### TEXTE SOURCE
# # # #
Plus de 1000 milliardsA qui profite vraiment le trésor de notre 2e pilier?
L'ancien Monsieur Prix, Rudolf Strahm, dénonce l'usage commercial de cet argent alors que les rentes baissent.
- par
- Eric Felley
En 2022, les quelque 1350 caisses de pension du pays avaient sous gestion 1066 milliards de francs épargnés dans la prévoyance professionnelle (2e pilier). Cette colossale fortune sert évidemment à payer les rentes, mais elle fait aussi l'objet d'une utilisation commerciale au sein du système financier helvétique.
L'ancien Monsieur Prix, Rudolf Stahm, spécialiste de la prévoyance professionnelle, estime l'utilisation de cet argent doit faire l'objet d'une plus grande transparence. Dans un article publié dans «20 Minuten», il constate: «Le fonds de pension était censé être un système à but non lucratif, il n'était pas censé générer des bénéfices, mais une énorme activité commerciale a vu le jour».
Le 2e pilier en chute
Depuis une vingtaine d'année, le 2e pilier a connu une érosion manifeste des rentes. En 2002, une personne de 55 ans, avec un revenu annuel de 120 000 francs, pouvait espérer avoir une rente annuelle (AVS et 2e pilier) de 74 920 francs. Cette perspective n'était plus que de 59 200 en 2023, soit 15 720 francs de moins, ou 1310 francs par mois.
De l'argent qui va aux banques
Durant cette période, Rudolf Strahm a constaté que les frais administratifs des caisses ont plus que doublé, passant les dix dernières années de trois à sept milliards de francs: «D’une part, bien sûr, le capital a augmenté et s’élève à plus de mille milliards, concède-t-il, ce qui entraîne également des dépenses de gestion d’actifs plus élevées. Mais les banques, les gestionnaires d’actifs et les fonds. Cet argent s’infiltre ensuite dans les portefeuilles des banquiers et des gestionnaires de fonds».
Il est rejoint dans ses observations par le porte-parole de l'USS, Urban Hodel: «Une part trop importante de l'argent des assurés est perdue dans le secteur financier, et ce, chaque année davantage. Dans le même temps, les retraites baissent et les fonds de pension se portent bien. Et personne ne s’indigne du fait que des milliards finissent à la Paradeplatz plutôt que dans la population».
# # # #
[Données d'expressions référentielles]

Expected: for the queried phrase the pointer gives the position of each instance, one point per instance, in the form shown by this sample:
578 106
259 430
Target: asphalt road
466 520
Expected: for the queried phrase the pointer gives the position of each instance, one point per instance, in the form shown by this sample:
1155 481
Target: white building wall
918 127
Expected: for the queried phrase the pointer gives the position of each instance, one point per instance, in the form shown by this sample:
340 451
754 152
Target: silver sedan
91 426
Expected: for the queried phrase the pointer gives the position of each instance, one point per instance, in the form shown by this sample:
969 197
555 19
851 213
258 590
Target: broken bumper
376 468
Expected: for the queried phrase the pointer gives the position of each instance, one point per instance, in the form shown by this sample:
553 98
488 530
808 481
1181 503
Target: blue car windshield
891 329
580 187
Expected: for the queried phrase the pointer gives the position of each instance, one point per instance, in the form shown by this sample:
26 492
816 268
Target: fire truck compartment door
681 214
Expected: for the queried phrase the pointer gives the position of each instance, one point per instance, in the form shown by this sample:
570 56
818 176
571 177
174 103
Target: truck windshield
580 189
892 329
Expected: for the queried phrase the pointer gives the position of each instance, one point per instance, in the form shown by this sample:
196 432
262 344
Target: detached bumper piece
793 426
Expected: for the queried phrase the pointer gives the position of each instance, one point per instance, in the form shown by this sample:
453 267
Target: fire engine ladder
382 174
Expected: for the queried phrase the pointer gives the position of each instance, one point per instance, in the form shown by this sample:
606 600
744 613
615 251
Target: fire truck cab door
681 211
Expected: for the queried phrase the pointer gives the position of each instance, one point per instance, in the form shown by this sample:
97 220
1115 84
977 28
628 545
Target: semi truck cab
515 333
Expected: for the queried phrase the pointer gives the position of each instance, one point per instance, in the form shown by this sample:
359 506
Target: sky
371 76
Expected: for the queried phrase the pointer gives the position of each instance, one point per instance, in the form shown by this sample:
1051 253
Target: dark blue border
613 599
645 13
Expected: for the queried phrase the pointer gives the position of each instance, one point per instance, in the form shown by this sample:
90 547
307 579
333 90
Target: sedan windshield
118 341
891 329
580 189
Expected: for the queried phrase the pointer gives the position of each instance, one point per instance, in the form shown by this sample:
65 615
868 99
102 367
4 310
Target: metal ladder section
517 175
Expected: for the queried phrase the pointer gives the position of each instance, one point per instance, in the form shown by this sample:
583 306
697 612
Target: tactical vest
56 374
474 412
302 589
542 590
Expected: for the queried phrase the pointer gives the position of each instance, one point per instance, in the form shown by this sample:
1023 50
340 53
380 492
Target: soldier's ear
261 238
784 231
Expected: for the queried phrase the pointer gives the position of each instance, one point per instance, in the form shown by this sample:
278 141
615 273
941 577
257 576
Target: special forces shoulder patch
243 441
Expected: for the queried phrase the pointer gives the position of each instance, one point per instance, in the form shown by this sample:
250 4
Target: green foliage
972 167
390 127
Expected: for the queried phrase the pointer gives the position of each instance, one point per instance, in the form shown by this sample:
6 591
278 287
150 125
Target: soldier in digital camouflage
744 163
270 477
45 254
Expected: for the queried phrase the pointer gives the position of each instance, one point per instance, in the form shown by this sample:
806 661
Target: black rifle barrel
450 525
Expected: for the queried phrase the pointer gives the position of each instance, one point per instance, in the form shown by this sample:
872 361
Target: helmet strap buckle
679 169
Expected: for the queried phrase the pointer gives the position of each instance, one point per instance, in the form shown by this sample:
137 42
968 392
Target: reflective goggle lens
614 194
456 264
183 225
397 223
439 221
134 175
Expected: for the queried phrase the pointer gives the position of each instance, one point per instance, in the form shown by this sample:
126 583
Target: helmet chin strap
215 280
# # # #
### OBJECTIF DE L'EXERCICE
Reproduisez à l'identique le passage de l'article sur le 2e pilier qui va de « Plus de 1000 » jusqu'à « les rentes baissent. ». Ces données proviennent d'une source distincte de l'article.

### RÉSULTAT ATTENDU
Plus de 1000 milliardsA qui profite vraiment le trésor de notre 2e pilier?
L'ancien Monsieur Prix, Rudolf Strahm, dénonce l'usage commercial de cet argent alors que les rentes baissent.